WHAT TO DO
Copy out, exactly as given, every line from the line with "of the stone" to the end of the listing, both of those lines included.
---------- MATERIAL PROVIDED ----------
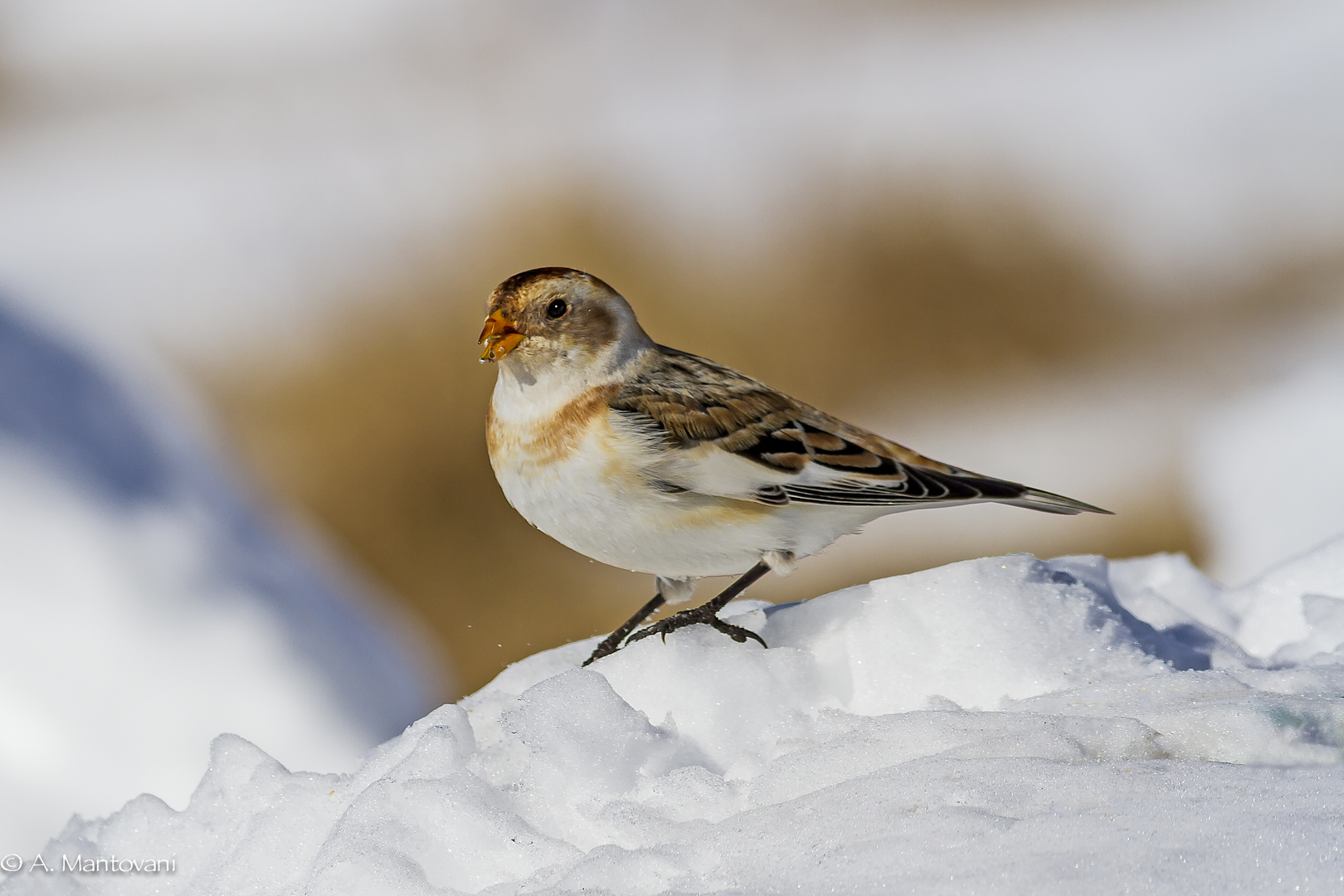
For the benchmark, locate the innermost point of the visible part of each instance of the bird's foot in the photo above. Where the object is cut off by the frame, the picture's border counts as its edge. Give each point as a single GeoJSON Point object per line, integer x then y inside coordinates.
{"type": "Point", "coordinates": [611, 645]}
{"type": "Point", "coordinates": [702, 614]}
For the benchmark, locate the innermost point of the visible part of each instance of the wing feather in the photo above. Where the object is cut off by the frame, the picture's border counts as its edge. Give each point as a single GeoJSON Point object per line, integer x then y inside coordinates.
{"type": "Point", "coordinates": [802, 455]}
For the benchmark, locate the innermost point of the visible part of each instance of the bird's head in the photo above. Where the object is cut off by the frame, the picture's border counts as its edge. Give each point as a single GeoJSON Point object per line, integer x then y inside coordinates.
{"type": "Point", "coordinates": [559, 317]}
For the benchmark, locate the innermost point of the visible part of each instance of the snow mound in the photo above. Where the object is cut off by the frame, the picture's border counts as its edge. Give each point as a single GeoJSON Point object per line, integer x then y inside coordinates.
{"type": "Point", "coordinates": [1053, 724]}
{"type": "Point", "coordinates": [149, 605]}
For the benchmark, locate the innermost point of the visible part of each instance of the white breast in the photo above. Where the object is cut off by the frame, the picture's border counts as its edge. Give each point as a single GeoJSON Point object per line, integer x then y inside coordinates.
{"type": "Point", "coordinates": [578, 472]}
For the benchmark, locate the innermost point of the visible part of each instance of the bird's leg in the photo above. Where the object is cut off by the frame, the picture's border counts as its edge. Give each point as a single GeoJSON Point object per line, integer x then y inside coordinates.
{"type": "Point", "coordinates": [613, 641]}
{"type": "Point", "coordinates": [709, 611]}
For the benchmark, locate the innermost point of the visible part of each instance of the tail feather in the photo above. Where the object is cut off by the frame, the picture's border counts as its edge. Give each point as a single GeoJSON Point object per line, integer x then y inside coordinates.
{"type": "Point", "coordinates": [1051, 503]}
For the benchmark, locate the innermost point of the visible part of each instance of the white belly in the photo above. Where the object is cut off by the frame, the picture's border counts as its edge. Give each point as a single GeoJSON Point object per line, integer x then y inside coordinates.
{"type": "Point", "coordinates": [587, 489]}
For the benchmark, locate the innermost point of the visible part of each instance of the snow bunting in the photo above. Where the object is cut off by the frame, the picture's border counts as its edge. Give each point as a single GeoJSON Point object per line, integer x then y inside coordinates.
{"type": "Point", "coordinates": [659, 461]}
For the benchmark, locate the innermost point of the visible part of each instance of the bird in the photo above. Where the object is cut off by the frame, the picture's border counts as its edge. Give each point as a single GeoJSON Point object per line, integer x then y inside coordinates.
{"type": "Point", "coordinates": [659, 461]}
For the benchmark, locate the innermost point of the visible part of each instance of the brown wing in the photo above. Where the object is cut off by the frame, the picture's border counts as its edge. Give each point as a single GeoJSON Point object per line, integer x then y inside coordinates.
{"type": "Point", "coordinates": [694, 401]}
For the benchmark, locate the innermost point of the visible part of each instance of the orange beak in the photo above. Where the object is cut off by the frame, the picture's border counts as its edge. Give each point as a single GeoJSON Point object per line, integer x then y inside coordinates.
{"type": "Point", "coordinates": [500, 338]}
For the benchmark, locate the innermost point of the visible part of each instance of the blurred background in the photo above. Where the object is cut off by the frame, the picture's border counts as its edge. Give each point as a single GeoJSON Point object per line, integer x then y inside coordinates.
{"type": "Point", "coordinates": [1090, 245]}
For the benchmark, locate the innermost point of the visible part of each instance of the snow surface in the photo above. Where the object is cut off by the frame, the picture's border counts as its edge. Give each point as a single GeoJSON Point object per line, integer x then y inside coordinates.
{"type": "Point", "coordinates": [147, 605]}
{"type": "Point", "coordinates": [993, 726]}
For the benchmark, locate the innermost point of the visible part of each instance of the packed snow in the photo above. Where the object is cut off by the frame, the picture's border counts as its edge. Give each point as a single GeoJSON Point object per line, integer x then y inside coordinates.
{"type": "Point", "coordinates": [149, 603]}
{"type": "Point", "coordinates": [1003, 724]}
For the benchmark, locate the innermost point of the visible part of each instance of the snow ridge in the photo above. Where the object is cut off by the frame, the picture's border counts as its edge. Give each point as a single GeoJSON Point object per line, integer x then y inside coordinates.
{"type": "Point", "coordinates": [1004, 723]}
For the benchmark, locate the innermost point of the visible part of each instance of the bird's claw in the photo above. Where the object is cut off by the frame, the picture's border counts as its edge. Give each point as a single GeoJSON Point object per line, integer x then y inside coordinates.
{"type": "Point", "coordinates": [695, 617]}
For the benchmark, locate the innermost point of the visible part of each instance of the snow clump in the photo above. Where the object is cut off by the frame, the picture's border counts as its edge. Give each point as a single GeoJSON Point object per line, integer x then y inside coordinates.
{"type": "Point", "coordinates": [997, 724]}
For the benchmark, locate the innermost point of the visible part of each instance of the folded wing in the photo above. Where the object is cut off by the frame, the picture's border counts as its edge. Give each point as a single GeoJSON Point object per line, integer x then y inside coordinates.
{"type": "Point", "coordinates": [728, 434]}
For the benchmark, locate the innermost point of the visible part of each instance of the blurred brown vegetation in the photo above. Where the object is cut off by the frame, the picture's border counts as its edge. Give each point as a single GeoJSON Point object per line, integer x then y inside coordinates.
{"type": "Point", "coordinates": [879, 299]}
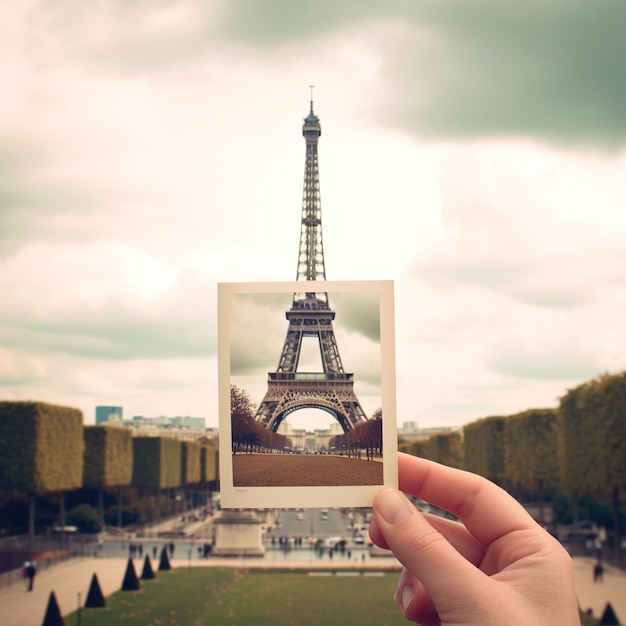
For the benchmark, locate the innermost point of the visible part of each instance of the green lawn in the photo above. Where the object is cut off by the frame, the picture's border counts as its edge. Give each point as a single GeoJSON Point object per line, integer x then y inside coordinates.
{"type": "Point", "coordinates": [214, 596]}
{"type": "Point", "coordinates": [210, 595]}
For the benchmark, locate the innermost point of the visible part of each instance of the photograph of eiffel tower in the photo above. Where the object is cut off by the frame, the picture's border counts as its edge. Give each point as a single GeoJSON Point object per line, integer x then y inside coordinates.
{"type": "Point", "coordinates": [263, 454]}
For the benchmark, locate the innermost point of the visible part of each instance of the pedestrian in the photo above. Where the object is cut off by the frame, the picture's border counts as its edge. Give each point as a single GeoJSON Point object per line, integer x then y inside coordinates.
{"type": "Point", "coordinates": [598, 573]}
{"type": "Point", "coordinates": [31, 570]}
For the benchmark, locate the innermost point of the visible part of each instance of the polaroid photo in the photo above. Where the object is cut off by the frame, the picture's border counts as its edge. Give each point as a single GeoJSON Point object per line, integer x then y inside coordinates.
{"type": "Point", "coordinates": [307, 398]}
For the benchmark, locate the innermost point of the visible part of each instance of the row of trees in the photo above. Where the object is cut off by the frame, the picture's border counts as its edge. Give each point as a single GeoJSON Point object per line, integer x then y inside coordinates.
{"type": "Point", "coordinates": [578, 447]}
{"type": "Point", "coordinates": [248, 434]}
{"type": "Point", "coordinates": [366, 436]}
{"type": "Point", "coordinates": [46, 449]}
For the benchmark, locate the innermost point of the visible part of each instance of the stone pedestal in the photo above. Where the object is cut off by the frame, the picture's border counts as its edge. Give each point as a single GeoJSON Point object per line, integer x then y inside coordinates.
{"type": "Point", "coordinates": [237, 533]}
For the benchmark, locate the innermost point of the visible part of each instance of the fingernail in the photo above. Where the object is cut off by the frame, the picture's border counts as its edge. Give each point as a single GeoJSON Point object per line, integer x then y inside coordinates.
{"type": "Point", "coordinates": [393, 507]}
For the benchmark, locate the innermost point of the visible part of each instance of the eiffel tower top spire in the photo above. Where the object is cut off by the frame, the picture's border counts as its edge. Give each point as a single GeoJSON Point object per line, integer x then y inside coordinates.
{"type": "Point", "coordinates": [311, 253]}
----------
SOLUTION FOR THIS PROBLEM
For the benchmark, locate the innermost point of the visible part of each instance of the stone pedestal in the photo above. Where the object is cut off by the frame, the picture's border counts as its edge. Give each point as a single GeoJSON Point object per line, integer x then y inside coordinates.
{"type": "Point", "coordinates": [237, 533]}
For the benchmark, locate the innermost point of the visible part of each instance of the fingernail in the photo above. Where the object is cut off by the frame, the picture's border counts as its edge. Give each point as a single GeoJSON Point object per line, integer x then y inside coordinates.
{"type": "Point", "coordinates": [393, 507]}
For the benchmark, locate the innermost point of the visible part of each instance of the eiffel tower top spire in the photo above. Where the object is cut off by the frame, the picture's border counts as its edge. Give each point as a single GeoJSON Point object per line, integer x then y inside coordinates.
{"type": "Point", "coordinates": [311, 253]}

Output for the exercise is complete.